> WORK REQUEST: From the listing below, copy each line where "clear" occurs.

> EXTRACTED DATA:
::::::::::

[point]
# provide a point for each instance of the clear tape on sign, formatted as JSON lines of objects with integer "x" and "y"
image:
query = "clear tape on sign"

::::::::::

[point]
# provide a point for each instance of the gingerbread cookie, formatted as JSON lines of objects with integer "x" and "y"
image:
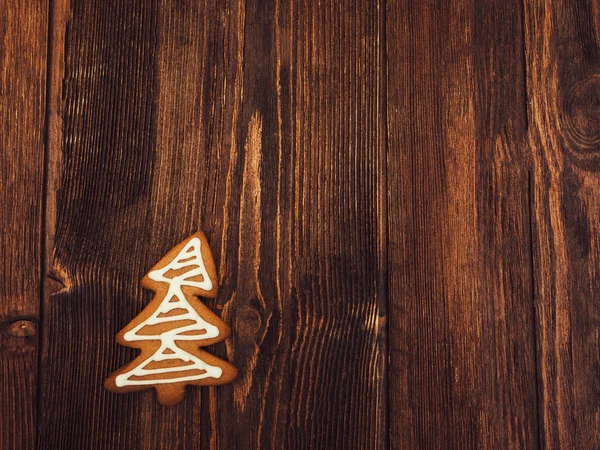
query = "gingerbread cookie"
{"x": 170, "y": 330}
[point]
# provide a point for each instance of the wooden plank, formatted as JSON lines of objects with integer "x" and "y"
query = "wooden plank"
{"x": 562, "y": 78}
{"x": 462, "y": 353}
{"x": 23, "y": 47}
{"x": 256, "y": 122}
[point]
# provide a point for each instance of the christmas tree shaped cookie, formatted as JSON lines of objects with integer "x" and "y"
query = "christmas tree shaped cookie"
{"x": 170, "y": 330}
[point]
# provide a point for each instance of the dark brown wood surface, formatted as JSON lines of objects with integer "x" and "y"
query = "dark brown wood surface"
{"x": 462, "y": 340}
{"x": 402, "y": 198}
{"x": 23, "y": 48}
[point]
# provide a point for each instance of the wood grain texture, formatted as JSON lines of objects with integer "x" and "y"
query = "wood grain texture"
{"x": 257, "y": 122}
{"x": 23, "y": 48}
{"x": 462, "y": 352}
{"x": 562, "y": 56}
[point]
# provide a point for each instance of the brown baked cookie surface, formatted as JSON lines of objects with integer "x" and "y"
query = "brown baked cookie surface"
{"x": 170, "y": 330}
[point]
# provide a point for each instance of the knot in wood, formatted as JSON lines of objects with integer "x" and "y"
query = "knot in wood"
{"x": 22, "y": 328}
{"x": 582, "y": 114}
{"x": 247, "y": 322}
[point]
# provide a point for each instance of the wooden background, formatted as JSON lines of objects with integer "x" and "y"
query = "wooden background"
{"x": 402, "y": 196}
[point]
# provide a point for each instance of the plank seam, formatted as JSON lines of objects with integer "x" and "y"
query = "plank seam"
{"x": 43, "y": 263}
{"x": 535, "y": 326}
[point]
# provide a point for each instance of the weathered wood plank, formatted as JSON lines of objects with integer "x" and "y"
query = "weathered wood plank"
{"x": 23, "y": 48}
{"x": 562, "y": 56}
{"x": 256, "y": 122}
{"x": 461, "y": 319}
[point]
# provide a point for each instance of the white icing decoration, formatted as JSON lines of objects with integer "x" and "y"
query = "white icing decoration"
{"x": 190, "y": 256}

::::::::::

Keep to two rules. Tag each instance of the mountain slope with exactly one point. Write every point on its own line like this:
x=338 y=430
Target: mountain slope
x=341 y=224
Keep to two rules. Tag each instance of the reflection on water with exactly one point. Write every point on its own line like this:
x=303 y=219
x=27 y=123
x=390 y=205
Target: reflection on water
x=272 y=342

::::::::::

> OUTPUT OF THE TASK:
# provide a point for each instance of the clear tape on sign, formatted as JSON lines of objects with integer "x" and "y"
query = "clear tape on sign"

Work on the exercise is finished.